# [Data excerpts]
------------------------

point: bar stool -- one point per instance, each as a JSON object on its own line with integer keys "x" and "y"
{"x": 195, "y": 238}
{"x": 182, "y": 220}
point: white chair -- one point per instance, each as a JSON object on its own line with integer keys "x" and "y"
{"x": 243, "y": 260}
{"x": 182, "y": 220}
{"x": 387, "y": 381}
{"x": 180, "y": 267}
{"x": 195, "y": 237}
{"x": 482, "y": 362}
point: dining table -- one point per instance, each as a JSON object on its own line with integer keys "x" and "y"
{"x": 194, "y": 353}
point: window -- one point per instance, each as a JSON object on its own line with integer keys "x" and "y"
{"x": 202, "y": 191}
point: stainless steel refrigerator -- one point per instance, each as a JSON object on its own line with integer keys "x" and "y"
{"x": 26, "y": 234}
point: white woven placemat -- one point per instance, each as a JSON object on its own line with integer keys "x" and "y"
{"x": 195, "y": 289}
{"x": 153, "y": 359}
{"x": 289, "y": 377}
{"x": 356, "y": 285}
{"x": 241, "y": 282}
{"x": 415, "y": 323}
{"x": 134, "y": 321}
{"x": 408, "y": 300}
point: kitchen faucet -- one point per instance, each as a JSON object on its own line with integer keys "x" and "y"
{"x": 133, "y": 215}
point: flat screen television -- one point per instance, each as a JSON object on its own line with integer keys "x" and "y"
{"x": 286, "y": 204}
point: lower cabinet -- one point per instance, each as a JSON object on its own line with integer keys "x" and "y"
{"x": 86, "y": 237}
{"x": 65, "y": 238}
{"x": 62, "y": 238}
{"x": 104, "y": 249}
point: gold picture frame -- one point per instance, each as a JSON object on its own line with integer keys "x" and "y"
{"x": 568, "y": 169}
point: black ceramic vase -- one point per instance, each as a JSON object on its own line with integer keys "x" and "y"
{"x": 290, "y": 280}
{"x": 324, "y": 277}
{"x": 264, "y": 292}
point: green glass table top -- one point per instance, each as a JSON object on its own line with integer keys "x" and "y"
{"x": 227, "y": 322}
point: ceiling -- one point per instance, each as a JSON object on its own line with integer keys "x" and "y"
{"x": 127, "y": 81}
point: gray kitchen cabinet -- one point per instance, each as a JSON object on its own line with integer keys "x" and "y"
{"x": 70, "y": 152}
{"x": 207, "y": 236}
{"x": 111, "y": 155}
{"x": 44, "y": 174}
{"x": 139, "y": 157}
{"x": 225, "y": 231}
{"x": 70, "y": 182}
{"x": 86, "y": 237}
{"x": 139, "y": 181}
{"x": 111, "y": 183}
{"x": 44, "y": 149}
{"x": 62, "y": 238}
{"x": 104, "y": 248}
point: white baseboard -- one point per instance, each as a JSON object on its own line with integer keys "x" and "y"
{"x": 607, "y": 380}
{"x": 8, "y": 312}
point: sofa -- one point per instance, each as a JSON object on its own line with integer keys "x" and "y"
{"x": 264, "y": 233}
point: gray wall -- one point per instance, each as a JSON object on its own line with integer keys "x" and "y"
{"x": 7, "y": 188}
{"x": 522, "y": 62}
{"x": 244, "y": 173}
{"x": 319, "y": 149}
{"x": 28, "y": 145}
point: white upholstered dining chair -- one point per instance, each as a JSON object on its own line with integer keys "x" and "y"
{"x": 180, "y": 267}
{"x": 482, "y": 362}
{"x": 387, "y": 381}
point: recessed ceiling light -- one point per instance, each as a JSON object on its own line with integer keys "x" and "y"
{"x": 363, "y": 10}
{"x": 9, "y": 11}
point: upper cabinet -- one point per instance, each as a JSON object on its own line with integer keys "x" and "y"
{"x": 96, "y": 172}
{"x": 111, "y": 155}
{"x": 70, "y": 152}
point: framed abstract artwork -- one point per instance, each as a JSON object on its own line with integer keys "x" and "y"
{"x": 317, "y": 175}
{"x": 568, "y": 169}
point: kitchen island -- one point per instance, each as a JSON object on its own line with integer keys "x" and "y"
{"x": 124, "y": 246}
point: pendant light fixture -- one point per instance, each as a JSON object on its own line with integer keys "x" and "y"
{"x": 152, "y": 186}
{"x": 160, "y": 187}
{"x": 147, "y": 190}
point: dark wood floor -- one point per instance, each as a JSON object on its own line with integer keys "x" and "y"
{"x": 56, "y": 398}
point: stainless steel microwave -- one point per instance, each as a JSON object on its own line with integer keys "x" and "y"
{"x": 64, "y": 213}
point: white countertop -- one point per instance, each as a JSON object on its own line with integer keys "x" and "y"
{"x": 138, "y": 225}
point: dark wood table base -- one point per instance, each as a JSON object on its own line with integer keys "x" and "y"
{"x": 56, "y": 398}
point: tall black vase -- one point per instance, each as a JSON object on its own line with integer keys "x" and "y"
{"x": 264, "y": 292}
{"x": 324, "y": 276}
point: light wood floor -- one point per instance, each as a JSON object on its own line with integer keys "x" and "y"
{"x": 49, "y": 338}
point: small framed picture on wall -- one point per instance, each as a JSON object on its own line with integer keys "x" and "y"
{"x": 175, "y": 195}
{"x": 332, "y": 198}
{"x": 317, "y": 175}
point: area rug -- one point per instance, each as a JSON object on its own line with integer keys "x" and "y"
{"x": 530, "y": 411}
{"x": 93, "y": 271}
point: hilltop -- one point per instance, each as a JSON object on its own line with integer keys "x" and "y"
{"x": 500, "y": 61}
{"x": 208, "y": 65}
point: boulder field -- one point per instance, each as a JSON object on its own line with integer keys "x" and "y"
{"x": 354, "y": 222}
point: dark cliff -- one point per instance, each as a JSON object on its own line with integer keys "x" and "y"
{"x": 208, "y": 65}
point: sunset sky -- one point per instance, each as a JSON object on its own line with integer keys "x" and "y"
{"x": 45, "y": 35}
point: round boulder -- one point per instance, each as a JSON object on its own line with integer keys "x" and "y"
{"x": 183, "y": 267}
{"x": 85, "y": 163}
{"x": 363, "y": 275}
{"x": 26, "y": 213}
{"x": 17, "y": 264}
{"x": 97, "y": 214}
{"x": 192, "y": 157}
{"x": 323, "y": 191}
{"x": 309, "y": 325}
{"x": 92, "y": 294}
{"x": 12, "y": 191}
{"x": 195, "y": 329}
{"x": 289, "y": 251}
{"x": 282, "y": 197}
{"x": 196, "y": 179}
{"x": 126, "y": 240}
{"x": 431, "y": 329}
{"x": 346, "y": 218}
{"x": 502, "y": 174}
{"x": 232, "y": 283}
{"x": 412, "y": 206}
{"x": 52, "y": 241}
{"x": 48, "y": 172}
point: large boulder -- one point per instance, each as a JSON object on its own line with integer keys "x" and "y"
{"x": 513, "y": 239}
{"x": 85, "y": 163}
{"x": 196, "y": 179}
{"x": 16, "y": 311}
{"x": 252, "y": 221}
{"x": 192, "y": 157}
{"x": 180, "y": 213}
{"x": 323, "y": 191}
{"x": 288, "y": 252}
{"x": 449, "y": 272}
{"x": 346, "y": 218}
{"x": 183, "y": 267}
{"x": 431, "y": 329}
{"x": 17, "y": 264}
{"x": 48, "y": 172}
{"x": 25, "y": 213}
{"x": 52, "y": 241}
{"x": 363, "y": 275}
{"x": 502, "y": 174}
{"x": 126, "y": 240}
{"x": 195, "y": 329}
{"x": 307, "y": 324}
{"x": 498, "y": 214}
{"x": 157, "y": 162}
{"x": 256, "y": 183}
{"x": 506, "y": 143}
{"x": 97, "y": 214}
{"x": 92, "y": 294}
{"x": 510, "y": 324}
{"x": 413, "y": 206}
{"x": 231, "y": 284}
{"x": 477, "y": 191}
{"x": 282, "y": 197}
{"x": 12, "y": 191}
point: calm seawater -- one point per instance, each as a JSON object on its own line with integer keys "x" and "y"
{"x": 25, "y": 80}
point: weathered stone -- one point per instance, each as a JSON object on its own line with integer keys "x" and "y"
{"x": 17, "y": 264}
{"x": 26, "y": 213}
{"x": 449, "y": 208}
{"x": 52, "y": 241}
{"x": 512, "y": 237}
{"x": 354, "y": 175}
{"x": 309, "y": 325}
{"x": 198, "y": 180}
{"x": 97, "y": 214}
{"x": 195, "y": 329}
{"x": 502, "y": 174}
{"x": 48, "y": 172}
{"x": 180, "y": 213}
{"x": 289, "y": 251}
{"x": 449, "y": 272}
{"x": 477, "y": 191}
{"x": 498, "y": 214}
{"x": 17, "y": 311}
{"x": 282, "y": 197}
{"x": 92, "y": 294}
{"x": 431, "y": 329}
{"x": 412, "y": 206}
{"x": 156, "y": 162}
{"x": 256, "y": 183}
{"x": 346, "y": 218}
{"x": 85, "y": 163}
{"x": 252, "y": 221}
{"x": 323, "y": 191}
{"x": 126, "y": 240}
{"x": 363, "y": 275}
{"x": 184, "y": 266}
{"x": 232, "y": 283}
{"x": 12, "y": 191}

------------------------

# [What is required]
Write out only those lines of the entries that lie between the line containing "point: calm seawater" and the last line, inclusive, reproducing them exactly.

# [Answer box]
point: calm seawater -- one point per instance, each as a JSON object on its own line with integer keys "x" and "y"
{"x": 25, "y": 80}
point: weathered stone -- one point per instance, each as a JSON object on its own line with integer keys "x" and "y"
{"x": 17, "y": 264}
{"x": 26, "y": 213}
{"x": 449, "y": 208}
{"x": 52, "y": 241}
{"x": 512, "y": 237}
{"x": 354, "y": 175}
{"x": 309, "y": 325}
{"x": 198, "y": 180}
{"x": 97, "y": 214}
{"x": 195, "y": 329}
{"x": 502, "y": 174}
{"x": 48, "y": 172}
{"x": 180, "y": 213}
{"x": 289, "y": 251}
{"x": 449, "y": 272}
{"x": 477, "y": 191}
{"x": 498, "y": 214}
{"x": 17, "y": 311}
{"x": 282, "y": 197}
{"x": 92, "y": 294}
{"x": 431, "y": 329}
{"x": 412, "y": 206}
{"x": 156, "y": 162}
{"x": 256, "y": 183}
{"x": 346, "y": 218}
{"x": 85, "y": 163}
{"x": 252, "y": 221}
{"x": 323, "y": 191}
{"x": 126, "y": 240}
{"x": 363, "y": 275}
{"x": 184, "y": 266}
{"x": 232, "y": 283}
{"x": 12, "y": 191}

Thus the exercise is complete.